> Exercise:
After locating the line with "Lane-count request: drop a dot on each instance of the rocky", retype it and every later line exactly, stopping at the end of the records.

> Recorded data:

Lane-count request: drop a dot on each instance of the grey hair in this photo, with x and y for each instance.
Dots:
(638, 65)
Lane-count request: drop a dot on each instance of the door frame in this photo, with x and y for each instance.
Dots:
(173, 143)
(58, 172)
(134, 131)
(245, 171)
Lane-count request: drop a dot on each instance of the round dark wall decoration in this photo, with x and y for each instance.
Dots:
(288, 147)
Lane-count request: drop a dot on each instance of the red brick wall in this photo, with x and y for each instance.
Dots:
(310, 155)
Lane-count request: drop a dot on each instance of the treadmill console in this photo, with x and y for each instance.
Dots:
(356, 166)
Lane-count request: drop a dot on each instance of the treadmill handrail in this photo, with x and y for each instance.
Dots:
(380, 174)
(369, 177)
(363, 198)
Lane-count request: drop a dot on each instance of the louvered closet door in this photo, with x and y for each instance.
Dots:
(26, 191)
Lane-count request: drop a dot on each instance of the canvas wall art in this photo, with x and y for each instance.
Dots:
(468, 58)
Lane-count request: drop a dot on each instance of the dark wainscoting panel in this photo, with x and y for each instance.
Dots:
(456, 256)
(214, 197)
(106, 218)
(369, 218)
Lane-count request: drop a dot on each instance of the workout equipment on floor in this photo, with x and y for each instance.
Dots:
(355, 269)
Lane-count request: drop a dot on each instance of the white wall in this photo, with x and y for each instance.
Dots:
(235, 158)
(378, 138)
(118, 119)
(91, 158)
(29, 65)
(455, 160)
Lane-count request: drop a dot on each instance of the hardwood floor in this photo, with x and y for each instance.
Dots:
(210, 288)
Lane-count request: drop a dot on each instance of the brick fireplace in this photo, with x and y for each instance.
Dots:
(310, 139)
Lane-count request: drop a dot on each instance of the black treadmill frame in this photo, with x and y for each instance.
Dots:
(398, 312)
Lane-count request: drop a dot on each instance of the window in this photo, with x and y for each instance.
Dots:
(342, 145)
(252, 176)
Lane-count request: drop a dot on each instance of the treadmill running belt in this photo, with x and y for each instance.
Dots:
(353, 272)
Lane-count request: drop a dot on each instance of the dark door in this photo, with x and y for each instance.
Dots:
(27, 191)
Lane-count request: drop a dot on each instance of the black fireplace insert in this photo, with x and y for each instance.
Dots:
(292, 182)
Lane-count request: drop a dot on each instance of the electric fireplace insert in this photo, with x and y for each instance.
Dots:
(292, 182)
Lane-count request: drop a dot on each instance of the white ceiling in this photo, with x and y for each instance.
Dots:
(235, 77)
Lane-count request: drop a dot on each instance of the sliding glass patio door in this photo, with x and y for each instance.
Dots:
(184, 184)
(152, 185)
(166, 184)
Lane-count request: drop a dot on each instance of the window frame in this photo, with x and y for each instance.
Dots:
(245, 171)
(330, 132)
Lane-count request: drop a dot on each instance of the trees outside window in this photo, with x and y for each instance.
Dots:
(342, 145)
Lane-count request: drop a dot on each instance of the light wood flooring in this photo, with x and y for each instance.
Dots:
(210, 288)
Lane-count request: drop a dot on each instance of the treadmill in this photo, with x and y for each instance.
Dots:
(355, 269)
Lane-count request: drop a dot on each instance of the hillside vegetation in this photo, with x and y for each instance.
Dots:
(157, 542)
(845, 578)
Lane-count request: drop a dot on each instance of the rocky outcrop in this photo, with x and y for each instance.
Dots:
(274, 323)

> Answer space:
Lane-count request: drop a dot on each instance of the rocky outcrop in this photo, with x and y for each instance.
Dots:
(274, 323)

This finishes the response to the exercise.